Task objective => From the listing below, extract each entry exactly as written, minus the images.

Input rows =>
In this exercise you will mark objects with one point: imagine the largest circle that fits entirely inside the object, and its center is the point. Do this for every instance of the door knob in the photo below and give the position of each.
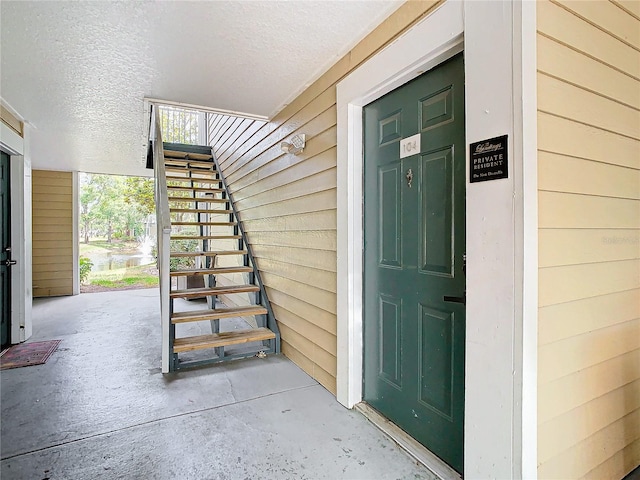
(462, 299)
(409, 177)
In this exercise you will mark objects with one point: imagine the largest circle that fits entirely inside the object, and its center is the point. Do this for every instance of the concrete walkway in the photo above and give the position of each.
(100, 408)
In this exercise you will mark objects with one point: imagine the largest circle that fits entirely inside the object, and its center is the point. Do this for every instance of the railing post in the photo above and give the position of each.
(164, 240)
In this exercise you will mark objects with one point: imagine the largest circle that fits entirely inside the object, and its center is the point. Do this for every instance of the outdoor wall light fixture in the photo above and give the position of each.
(296, 146)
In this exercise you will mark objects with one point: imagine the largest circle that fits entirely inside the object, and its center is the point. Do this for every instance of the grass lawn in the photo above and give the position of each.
(99, 246)
(143, 276)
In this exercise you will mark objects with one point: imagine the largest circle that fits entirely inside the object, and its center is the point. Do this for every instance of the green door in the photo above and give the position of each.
(5, 251)
(414, 222)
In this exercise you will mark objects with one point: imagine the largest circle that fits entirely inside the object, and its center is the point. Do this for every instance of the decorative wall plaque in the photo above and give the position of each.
(488, 159)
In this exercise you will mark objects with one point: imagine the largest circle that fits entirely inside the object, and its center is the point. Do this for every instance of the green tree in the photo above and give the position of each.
(114, 205)
(138, 191)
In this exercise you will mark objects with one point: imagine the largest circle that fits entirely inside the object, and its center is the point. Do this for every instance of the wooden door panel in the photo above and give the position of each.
(414, 242)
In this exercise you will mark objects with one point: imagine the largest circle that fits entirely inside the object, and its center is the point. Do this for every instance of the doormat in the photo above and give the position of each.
(27, 354)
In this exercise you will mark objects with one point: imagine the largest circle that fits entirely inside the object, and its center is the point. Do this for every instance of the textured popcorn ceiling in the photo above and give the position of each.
(77, 72)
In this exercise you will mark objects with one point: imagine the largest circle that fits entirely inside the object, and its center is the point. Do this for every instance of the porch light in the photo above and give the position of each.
(296, 146)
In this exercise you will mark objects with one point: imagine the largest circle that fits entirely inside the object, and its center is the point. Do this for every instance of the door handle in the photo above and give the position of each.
(462, 300)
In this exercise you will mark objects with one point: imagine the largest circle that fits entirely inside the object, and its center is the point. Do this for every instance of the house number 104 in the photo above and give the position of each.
(410, 146)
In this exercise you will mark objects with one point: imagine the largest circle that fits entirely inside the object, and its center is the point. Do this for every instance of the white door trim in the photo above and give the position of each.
(501, 344)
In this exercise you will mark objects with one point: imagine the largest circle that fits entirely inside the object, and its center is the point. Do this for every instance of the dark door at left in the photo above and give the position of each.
(5, 250)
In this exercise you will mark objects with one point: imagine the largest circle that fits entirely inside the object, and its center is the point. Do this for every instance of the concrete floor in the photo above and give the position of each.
(100, 408)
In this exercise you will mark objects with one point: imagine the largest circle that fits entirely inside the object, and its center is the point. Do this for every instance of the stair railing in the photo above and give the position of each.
(163, 222)
(271, 323)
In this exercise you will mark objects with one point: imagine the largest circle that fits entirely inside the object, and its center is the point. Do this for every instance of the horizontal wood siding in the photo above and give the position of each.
(288, 203)
(589, 239)
(52, 221)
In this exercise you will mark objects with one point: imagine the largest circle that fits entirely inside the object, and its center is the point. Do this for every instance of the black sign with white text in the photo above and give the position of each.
(488, 159)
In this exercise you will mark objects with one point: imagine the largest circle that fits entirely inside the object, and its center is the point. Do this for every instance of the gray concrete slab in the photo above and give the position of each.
(100, 408)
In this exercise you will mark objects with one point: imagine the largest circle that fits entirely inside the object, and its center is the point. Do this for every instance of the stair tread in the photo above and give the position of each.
(204, 291)
(188, 155)
(199, 315)
(199, 210)
(171, 178)
(221, 339)
(206, 237)
(195, 169)
(198, 199)
(194, 189)
(187, 162)
(199, 253)
(210, 271)
(211, 224)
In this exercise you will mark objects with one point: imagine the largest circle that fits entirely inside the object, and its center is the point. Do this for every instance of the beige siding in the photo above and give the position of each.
(52, 233)
(589, 239)
(288, 203)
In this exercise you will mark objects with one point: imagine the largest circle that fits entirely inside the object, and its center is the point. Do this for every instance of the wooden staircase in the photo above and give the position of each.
(207, 242)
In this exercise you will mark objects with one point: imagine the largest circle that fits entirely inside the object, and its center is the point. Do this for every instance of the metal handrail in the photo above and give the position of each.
(272, 324)
(163, 222)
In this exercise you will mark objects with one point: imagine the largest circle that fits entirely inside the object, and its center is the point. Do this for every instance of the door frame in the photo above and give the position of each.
(21, 295)
(502, 281)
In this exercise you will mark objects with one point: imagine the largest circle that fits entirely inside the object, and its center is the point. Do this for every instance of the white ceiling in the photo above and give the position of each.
(77, 72)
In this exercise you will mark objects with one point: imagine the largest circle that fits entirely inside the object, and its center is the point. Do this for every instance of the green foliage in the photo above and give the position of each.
(179, 125)
(85, 268)
(180, 263)
(114, 206)
(138, 191)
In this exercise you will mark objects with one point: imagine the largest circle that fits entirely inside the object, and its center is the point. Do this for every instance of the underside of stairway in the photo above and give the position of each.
(209, 258)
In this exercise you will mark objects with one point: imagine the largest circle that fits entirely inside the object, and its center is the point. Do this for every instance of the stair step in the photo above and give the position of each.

Written reply =>
In this exercise you will mark objects with one point: imagine the largest circle that fits entirely inside the object, and its center is the point. Do this for every instance of the door knob in the photo below and give the position of each.
(462, 299)
(409, 177)
In this exercise you will mark objects with one point: imagine the largest circle that fits entirely inside the object, and its center is the point. Do this for every instance of the concrete walkway in the photo above and give the position of each.
(100, 408)
In this exercise you will mark objects with one point: imagine the largest circle that fits entirely inside the object, and its center is the point. Do this for every instance of the railing post in the photo above and give the position of each.
(164, 240)
In this exercise you will mark objects with one point: imagine the largest circle that fits entirely inside the object, and its center is the point. Do this for every instance of the outdoor wall light fixture in the photo above and give the position of each.
(296, 146)
In this exercise you will mark objects with one point: imagine the largest circle that fits entirely inside the object, and its center is the point. Do this for every instance of the grass lawn in the photo above and give the position of each.
(99, 246)
(143, 276)
In this exercise you will mark objects with one point: imagine the largest circle that fits entirely inside the object, and its center is the point. Do this for every instance of the green door in the photo above and give the position of each.
(5, 251)
(414, 222)
In this exercise you will mark objects with one point: imagine the largest circle that fits entirely inside the object, and its center is the point. Do this for every instance of the decorative wall plaque in the photo above and give the position of each.
(488, 159)
In this exercise you will mark objects with one point: imagine the largest circle that fits entirely inside the object, and its center is the point. Do this for every instance of the green tree in the photo above and give the position of each.
(114, 205)
(138, 191)
In this exercise you will mark objects with one point: imagine the largest circle that fits entirely inside the object, and its center is the point. Do this for every instance of the wooden door panel in the photo above and give the position of each.
(414, 242)
In this exercise you will mark objects with one point: imagine the largest circle that fits entirely inside the object, and its center is the point. Do this for every instance of the doormat in the photo above and give the position of each.
(27, 354)
In this exercise you will mark objects with one point: imagine the largest circle that fits entirely inside the object, and its center is the point. Do this for every instance of the textured popcorn ceiling in the photo above and give the position of each.
(77, 72)
In this exercise you will mark objects with one point: imagine the largest circle that fits entirely inside the object, and its center is the point. Do this for every instance of the porch light in the photo above and give the position of each.
(296, 146)
In this exercise you will mark objects with one point: imagine the largest circle that fits entirely inside the object, and its center is the point. Do this for every instance of the door handle in the photo above and give the position of each.
(462, 300)
In this exercise you will mark objects with one point: imagine the largest circle that fits entirely inside the object, and its center is the point. Do this for every instance of the house number 104 in the photo above and give the position of each.
(410, 146)
In this exercise you will mark objects with one point: imagine the largest circle that fits entirely inside the object, and its center is the point. Do this for every instance of the white door trim in the photo above and give the position of each.
(501, 344)
In this exercise you will mark objects with one point: imagine the largest circle that fits entirely inside the object, and its center is the point. Do this for every instance of the dark door at left in the photo above and give the position of each.
(5, 250)
In this exercise you will mark objects with one point: imagine the largest circle that fits entirely inside the object, and its center is the point. Do this for every instance of the concrete floor in the photo above and give the position of each.
(100, 408)
In this exercise you will mark objects with one point: imagine the largest circle that fits entirely inside the object, and its center is the point. Do this for every instance of the stair railing in the photo above and give the position of each.
(163, 222)
(271, 323)
In this exercise you will mark objects with one point: imagine the largest circle that fits entirely inside the object, and its center is the point. Do this for every instance of the horizontal wood siding in the photo above and give the position of each.
(288, 203)
(589, 239)
(52, 221)
In this exercise you will mark objects with one point: imagine the largest circle that fits entirely inside the object, and its center is the point. Do this for every instance of the black sign with white text in the photo above and give the position of each.
(488, 159)
In this exercise you will mark objects with one point: imagine the largest circle that fits entirely inside the object, and its center is the point. Do this for every instance of the gray concrete slab in the photo above and give the position of each.
(100, 408)
In this exercise you will mark objects with one point: imagine the largest circle that fits entirely inside the object, and its center is the point. Do this for every instance of the stair tread in the photo above and give the position of each.
(204, 291)
(188, 155)
(199, 315)
(199, 210)
(171, 178)
(221, 339)
(206, 237)
(195, 169)
(198, 199)
(194, 189)
(187, 162)
(199, 253)
(210, 271)
(211, 224)
In this exercise you will mark objects with one point: imagine the largest circle that fits entirely inside the object, and its center is the point. Do this for every instance of the beige siding in the photo above and give the position of each.
(52, 233)
(589, 239)
(288, 203)
In this exercise you will mark objects with one point: imagine the largest circle that fits entirely inside the object, and its center is the point. Do this for every instance of the wooden staircase in the photo above and give the position of each.
(207, 242)
In this exercise you will mark objects with one point: imagine the largest circle that fits entirely inside the object, and its center is the point. Do this for every instance of the metal handrail in the photo above and give the position of each.
(272, 324)
(163, 222)
In this exercise you will mark objects with one point: imagine the largest circle that fits entirely inside the object, and its center is the point. Do this for every instance of the door frame in the photo above and give the position of each.
(21, 295)
(502, 281)
In this exercise you will mark objects with one point: imagine the largest circle that fits entirely inside the object, and its center is the point. Do this for every instance of the white ceiling in the photo above and give the position of each.
(77, 72)
In this exercise you will mark objects with one point: imagine the largest circle that fits entirely inside the object, and its center is the point. Do this for every instance of the green foliage in the photo above and give the position of each.
(179, 125)
(85, 268)
(180, 263)
(114, 206)
(138, 191)
In this exercise you will mark objects with one point: imagine the largest circle that fits entirely inside the object, and its center is the point. Do this for every instance of the underside of stairway in the photo above and give the position of each.
(209, 258)
In this exercise you will mark objects with one point: imagine the largest circle that fits entirely inside the object, and its center is the point. Do this for every instance of the stair step in the photo above and give the position of each.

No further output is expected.